To do -
**a.** In the Clickhouse Kafka post, switch every "Clickhouse" to "ClickHouse" and give the passage from "Clickhouse not consuming" to "the stream correctly.".
**b.** Name each stage of the data flow laid out in the Clickhouse Kafka post, in the order given.
**c.** Extend the Clickhouse Kafka post past its final sentence.
>> Start Selected passage
Clickhouse not consuming Kafka messages via complex Materialized View - apache-kafka

TLDR Summary: Clickhouse Kafka engine, materialized view wont work with complex select statement.
Longer Version:
I am trying to send a large number of JSON data points to Clickhouse via its Kafka engine using JSONEachRow. But the materialized view wont consume the stream correctly.
I have a kafka producer written in go, which takes data from multiple tcp streams and asynchronously writes to the kafka queue.
Data flows thus:
TCP Sources -> Producer -> Kafka -> Clickhouse(Kafka Engine) -> Materialized View ->
Destination Table
All this works, so far so good.
>> End Selected passage
>> Start Stored data
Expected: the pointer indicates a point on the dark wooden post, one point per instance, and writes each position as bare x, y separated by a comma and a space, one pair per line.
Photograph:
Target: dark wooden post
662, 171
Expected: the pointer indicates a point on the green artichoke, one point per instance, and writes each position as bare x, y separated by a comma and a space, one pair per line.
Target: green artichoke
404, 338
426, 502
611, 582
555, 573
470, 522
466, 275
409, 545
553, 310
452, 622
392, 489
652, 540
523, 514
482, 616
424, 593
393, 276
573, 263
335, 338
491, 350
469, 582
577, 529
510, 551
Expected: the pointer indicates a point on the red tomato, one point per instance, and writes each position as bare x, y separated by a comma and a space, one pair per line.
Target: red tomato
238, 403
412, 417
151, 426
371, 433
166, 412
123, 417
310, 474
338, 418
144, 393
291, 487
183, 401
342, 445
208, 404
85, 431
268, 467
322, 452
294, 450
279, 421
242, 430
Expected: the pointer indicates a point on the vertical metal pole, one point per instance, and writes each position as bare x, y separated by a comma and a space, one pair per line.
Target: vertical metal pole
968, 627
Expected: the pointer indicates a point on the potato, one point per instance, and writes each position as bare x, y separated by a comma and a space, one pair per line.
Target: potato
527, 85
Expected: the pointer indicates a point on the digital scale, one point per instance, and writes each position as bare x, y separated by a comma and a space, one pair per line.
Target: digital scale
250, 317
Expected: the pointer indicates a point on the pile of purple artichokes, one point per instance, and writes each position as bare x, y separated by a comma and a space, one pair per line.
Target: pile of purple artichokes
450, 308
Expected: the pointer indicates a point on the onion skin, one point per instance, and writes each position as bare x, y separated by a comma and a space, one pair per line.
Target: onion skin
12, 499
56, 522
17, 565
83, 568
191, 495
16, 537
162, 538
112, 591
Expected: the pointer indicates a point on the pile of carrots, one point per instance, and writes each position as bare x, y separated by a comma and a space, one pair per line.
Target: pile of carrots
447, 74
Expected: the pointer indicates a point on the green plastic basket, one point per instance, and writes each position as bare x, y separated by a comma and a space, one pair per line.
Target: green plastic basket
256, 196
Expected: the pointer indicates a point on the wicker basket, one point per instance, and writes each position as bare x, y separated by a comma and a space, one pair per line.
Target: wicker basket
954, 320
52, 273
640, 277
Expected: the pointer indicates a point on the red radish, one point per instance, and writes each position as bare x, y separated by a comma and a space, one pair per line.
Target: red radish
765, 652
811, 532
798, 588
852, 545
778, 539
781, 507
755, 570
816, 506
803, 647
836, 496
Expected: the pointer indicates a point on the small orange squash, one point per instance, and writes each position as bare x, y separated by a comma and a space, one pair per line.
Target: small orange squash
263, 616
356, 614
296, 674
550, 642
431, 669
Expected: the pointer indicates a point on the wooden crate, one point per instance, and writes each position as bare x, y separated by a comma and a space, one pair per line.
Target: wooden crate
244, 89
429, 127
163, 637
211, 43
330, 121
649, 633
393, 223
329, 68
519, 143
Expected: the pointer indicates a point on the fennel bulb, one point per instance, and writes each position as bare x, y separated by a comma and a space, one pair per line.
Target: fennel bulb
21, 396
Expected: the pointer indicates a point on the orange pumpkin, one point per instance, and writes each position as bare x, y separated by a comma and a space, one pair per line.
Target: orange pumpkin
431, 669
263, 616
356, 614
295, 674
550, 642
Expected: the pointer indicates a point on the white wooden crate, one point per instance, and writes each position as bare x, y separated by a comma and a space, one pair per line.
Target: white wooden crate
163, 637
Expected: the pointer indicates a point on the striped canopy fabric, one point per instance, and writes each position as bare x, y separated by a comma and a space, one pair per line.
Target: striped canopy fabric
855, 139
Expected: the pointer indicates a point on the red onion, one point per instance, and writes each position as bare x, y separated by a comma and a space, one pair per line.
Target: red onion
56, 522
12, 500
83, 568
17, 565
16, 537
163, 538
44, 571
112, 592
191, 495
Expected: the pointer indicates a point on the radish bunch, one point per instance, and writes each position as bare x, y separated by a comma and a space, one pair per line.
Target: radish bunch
>> End Stored data
Exercise responses -
**a.**
ClickHouse not consuming Kafka messages via complex Materialized View - apache-kafka

TLDR Summary: ClickHouse Kafka engine, materialized view wont work with complex select statement.
Longer Version:
I am trying to send a large number of JSON data points to ClickHouse via its Kafka engine using JSONEachRow. But the materialized view wont consume the stream correctly.

**b.** TCP Sources, Producer, Kafka, Clickhouse(Kafka Engine), Materialized View, Destination Table

**c.**
I first hit a bottleneck when i ramped up the speed of input data (400,000 points/sec) my producer was not able to write to kafka fast enough and the connections piled up. So i hoped to try and batch the data, but it seems Clickhouse cannot take an array of json as input (https://clickhouse.yandex/docs/en/interfaces/formats/)
So i hit on the idea of batching the datapoints at their source and transforming the messages in the materialized view, so where before i had lots of individual messages:
{ "t": 1547457441651445401,"i": "device_2","c": 20001,"v": 56454654}" }
i now have a message which is multiples of the above and stringified,with newline delimiters between the points.
{"realtimes":"{\"t\":1547458266855015791,\"i\":\"device_2\",\"c\":20001,\"v\":56454654}\n{\"t\":1547458266855015791,\"i\":\"device_2\",\"c\":20001,\"v\":56454654}"}
The intention here is to parse and transform the string to multiple values using visitParamExtract in the select statement of the materialized view.
Materialized View:
CREATE MATERIALIZED VIEW ltdb_mat_view TO default.ltdb AS SELECT
visitParamExtractInt(x, 't') AS timestamp,
visitParamExtractString(x, 'i') AS device_id,
visitParamExtractInt(x, 'v') AS value FROM (
SELECT arrayJoin(*) AS x
FROM
(
SELECT splitByChar('\n', realtimes)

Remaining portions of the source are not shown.